■ What you have to do
Type out the complete listing below word for word, without its pictures.

______

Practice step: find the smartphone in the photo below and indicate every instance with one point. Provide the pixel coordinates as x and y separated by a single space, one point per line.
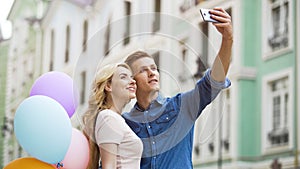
206 15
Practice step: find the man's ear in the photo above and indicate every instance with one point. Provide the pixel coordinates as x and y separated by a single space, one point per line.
108 87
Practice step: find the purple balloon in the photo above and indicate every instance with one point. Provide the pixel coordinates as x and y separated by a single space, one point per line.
58 86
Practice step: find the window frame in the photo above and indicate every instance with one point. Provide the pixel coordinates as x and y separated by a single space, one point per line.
267 113
266 22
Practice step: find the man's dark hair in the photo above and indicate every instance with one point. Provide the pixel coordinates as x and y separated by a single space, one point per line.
135 56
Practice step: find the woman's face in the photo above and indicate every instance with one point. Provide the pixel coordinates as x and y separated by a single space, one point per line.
123 85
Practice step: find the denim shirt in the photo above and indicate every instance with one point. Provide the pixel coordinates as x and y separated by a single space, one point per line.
167 126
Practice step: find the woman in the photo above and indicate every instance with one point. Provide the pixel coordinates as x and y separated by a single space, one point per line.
110 138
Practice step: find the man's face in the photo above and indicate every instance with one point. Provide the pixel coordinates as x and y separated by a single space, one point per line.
146 75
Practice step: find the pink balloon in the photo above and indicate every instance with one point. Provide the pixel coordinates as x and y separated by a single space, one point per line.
58 86
77 156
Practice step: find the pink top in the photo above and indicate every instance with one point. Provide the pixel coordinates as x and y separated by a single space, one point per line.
112 128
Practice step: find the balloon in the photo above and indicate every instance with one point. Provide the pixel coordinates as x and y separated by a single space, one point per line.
77 156
28 163
60 87
43 128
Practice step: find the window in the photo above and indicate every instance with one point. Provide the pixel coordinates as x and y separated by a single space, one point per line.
279 108
127 23
83 86
85 35
67 52
52 43
277 111
157 10
107 39
279 22
276 26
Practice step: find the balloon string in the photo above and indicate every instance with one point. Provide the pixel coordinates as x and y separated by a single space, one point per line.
59 165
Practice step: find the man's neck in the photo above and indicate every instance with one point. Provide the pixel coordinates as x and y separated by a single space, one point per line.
144 99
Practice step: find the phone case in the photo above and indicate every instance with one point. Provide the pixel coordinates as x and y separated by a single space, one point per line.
206 15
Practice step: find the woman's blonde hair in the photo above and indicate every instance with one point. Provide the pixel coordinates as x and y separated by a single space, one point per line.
98 101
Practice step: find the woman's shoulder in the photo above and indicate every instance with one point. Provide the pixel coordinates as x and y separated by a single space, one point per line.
107 113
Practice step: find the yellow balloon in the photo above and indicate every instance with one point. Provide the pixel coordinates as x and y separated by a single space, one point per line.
28 163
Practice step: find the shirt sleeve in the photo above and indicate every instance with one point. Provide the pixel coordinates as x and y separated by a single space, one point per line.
108 128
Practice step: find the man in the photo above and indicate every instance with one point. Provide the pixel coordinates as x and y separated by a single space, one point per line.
166 125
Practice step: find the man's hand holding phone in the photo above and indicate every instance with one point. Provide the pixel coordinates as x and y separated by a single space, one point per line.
220 19
206 15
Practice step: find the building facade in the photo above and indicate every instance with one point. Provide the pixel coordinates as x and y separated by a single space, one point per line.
253 124
23 67
3 66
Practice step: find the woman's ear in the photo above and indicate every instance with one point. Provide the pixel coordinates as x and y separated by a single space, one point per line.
108 87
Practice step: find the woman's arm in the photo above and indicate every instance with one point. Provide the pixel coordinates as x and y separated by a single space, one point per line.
108 153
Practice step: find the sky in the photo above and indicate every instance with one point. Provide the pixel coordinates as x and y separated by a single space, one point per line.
5 6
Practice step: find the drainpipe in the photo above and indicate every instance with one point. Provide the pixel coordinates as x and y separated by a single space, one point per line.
297 8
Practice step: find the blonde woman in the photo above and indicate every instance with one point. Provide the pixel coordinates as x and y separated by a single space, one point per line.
111 140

______

■ Result below
Practice step: find the smartphone in the photo below and indicate every instance with one point. Provide the pixel coordinates as x and y separated by a single space, one point per line.
206 15
Practice step: find the man's ear in the photo above and indicate every instance with one point. Provide the pixel coordinates as x and y separated by a single space, one point per line.
108 87
Practice step: find the purple balloon in the photo above and indicate every instance with one point. Provide the pixel coordinates as x and y separated by a single space, one point per line.
58 86
Practice step: find the window frame in the photo above and indicate every instance with one point. Provide the pixel coordinates as x and y separated by a single space, one point per line.
267 113
266 22
Practice step: find the man's dark hair in the photo above and indicate every instance with one point. Provide the pixel coordinates as x and y separated by a single space, one point per line.
135 56
Practice step: find the woman's face in the photo above and indicate every instance with one point. Provide the pixel coordinates as x and y separated by a single space, one point per line.
123 85
Practice step: find the denim shirt in the photo above and indicate every instance with one point. Provide the pixel coordinates as x and y separated by a single space, one point per line.
167 126
Practice step: find the woman in the photo above and indicate every instance with one point. Provide the pixel coordinates as x and y separated by a single space, one point per line.
110 138
Practice step: find the man's face in the photo above and indicate every instance with one point. Provide the pixel coordinates as x and y separated by a single space, one point per line.
146 75
Practice step: find the pink balloon in the photo above and indicate every instance with one point. Provide the pixel coordinates as x and y separated by a single space, one point per line.
58 86
77 156
Practice step: find the pink top in the photo above and indicate every instance with one point. Provide the pixel coordinates as x and y separated by a single space, one point per line.
112 128
Practice step: find the balloon in the photo above and indicate every instance with one point. Provide the pixel coordinates as x and y separated by a single space, one point per line.
77 156
28 163
60 87
43 128
Practice step: find the window in the photo above and indicate every instance with one point. Provide the pixel coordinates as x and y separated by a single space, one point per line.
279 108
127 23
83 86
85 35
67 52
52 43
277 111
157 10
107 39
279 22
276 26
Practice step: find the balloon string in the photo above and indicate every instance with one point. Provide the pixel coordinates as x and y separated by a single space, one point per line.
59 165
Practice step: find the man's neck in the photo above and indicate every instance with one point. Provide the pixel coordinates as x and y separated by a single space, one point per line.
144 99
Practice step: find the phone case in the photo above and indicate every instance with one point. Provide the pixel coordinates as x and y separated by a single space, one point per line.
206 15
Practice step: find the woman's blonde hair in the photo above and indicate every instance with one point. Provide the pixel coordinates as x and y separated by a single space, one point per line.
98 101
Practice step: find the woman's shoulder in the photo above and indicate every instance with one point. Provide the pixel coordinates as x and y separated by a single space, one point per line.
107 113
Practice step: find the yellow balloon in the photo above and indicate every instance with one point. Provide the pixel coordinates as x and y separated by a single space, one point per line.
28 163
Practice step: find the shirt sleeve in the photo above and indicate every instance with one point. Provide the pixel coordinates as x and y separated by a single space, one point per line.
108 128
Practice step: find the man in the photo above and indicate every instance with one point. Provide the pixel coordinates as x and y separated by a single space, one point per line.
166 125
Practice step: find the man's hand holding phone in the photo above and indicate every instance with one point. Provide the pixel coordinates as x and y separated by a single space, one point per line.
220 19
206 15
Practice step: find the building facade in the photo above and indicate every instance with one point. Provide the pixel coordinates as x and y separated by a single space, one point per line.
253 124
23 67
3 66
Practice step: find the woman's ear in the photo above and indicate every instance with one point. Provide the pixel coordinates as x and y separated by a single space, one point per line.
108 87
Practice step: find the woman's arm in the photo above and indicate every instance with one point. Provide the pixel coordinates as x and y separated by a single space, one point per line.
108 153
Practice step: find the sky in the photo above and indicate every instance with one point. Provide the pixel coordinates as x and y separated by a single space, one point per line.
5 6
Practice step: find the drainpipe in the photo above and indicate every instance with one point. Provide the pixel coordinates as x and y separated by a single space, one point per line.
297 8
Practice step: find the blonde woman in the photo above and indicate every instance with one point. Provide the pixel coordinates as x and y separated by a single space, one point per line.
111 140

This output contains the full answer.